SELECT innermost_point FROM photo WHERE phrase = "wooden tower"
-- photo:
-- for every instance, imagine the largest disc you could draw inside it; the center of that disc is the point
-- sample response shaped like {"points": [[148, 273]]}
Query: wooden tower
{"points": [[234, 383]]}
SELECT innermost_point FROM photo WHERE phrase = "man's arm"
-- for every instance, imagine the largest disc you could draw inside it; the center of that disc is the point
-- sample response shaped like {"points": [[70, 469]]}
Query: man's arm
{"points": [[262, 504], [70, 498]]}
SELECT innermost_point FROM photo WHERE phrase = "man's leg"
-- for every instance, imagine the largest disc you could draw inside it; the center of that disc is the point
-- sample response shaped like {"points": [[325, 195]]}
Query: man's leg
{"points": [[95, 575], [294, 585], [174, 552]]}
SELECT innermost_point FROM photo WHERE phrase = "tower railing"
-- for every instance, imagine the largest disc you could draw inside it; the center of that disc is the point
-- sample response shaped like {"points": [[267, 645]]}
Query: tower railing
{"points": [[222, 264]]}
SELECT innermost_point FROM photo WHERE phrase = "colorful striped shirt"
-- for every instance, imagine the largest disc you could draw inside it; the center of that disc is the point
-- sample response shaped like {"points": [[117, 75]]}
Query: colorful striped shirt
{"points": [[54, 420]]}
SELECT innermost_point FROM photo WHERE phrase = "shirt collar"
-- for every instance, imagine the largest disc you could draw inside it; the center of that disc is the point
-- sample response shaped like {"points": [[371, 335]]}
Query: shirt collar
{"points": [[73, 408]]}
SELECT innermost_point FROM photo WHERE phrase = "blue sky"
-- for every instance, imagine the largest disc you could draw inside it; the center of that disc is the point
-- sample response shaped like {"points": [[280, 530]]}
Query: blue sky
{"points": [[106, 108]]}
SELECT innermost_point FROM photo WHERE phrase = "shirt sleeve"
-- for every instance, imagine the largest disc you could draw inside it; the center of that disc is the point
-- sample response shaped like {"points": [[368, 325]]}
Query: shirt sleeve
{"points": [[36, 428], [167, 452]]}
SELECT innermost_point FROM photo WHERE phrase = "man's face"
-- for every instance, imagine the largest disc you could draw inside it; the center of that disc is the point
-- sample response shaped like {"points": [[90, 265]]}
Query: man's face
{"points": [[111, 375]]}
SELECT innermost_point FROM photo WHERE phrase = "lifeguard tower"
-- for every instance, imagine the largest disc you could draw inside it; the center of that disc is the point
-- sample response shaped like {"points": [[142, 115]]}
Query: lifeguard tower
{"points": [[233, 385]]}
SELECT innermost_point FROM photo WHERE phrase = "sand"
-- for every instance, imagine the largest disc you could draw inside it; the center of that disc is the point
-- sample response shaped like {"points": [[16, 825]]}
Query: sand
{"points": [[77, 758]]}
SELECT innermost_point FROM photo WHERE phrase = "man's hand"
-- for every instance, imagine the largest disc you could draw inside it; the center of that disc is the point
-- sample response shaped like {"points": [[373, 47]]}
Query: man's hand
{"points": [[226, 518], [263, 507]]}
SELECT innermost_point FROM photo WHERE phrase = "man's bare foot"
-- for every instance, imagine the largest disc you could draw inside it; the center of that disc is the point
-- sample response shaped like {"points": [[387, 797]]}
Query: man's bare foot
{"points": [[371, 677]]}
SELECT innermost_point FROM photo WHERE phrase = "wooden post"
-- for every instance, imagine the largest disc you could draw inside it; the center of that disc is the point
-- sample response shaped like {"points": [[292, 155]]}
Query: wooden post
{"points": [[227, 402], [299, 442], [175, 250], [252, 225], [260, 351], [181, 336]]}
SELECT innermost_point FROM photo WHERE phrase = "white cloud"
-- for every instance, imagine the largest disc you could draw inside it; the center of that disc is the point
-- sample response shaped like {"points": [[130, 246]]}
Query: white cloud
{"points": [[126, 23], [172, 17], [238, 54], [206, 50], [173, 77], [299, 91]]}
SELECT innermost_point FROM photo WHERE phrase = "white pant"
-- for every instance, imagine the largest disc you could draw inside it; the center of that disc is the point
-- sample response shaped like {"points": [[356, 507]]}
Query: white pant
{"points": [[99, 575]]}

# # # #

**Challenge**
Pick out every line of the records that contains the string "striped", treating uppercase and lowercase letters as distinct.

**Task response**
SELECT innermost_point FROM photo WHERE phrase = "colorful striped shirt"
Query: colorful striped shirt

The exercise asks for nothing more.